**** LISTED ENTRIES ****
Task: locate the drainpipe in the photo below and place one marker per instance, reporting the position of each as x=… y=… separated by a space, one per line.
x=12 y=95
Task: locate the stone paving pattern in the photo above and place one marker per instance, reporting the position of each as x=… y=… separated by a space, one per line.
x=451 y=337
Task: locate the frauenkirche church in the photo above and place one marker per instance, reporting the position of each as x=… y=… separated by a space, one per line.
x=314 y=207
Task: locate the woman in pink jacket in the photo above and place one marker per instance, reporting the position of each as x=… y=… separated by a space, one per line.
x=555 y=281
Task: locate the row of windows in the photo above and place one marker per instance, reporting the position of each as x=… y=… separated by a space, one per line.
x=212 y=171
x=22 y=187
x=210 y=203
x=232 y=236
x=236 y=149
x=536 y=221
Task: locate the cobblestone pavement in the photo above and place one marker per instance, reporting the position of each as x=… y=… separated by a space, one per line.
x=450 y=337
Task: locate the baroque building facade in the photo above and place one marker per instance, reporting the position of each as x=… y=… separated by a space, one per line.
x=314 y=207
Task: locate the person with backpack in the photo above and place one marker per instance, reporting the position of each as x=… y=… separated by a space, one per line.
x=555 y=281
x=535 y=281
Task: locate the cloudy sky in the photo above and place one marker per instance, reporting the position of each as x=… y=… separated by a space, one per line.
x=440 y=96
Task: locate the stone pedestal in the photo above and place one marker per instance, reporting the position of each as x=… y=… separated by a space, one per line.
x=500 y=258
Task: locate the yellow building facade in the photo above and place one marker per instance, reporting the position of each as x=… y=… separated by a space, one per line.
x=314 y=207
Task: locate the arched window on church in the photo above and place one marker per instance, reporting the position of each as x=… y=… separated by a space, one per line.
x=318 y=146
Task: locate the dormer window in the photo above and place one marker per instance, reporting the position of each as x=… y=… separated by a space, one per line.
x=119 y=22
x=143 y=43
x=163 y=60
****
### WORK TASK:
An exact reproduction of the listing is needed.

### OUTPUT OF THE TASK:
Task: locate the drainpipe in the photo below and place one marker per instance, reporting the position of each as x=… y=… separated by a space, one per line.
x=12 y=95
Task: locate the stone paving pattern in the photo above and place one marker per instance, reporting the position of each as x=… y=… separated by a space, one per line.
x=451 y=337
Task: locate the frauenkirche church in the photo above and place one marker per instance, reporting the position of each as x=… y=… separated by a space, one per line.
x=314 y=207
Task: locate the woman in pink jacket in the photo above and place one marker per instance, reporting the position of each as x=… y=… separated by a space, one per line.
x=555 y=281
Task: locate the row of windows in the photo above and place one marker per instance, reporting the position of each as x=… y=… separated by a space, one per line.
x=212 y=171
x=22 y=187
x=210 y=203
x=232 y=236
x=236 y=149
x=536 y=221
Task: locate the cobblestone pavement in the photo above and place one marker per instance, reporting the position of each as x=… y=… separated by a space, one per line.
x=450 y=337
Task: locate the baroque building facade in the photo above and place one marker per instance, reporting the position of each as x=… y=… separated by a space, one per line.
x=314 y=207
Task: locate the person with backpack in the photo above and place one marker per instance, reporting the position of each as x=… y=… separated by a space, one per line.
x=555 y=281
x=535 y=281
Task: locate the cloudy sky in the photo above and place one marker per instance, reporting the position of each as x=… y=… separated by a space, one per line.
x=440 y=96
Task: locate the stone pedestal in the photo above and place one marker per instance, reporting the position of each as x=… y=… separated by a space, one per line.
x=500 y=258
Task: locate the yellow building facade in the photo above and place one marker per instance, reporting the position of each as x=… y=… separated by a space, one per line.
x=314 y=207
Task: locate the arched window on church in the photo above and place one marker per instance, reporting the position of each as x=… y=… separated by a space, one per line.
x=318 y=146
Task: locate the dormer window in the photo above and place one marker per instance, reporting the position of each as x=… y=… separated by a space, one per line.
x=119 y=22
x=143 y=43
x=163 y=60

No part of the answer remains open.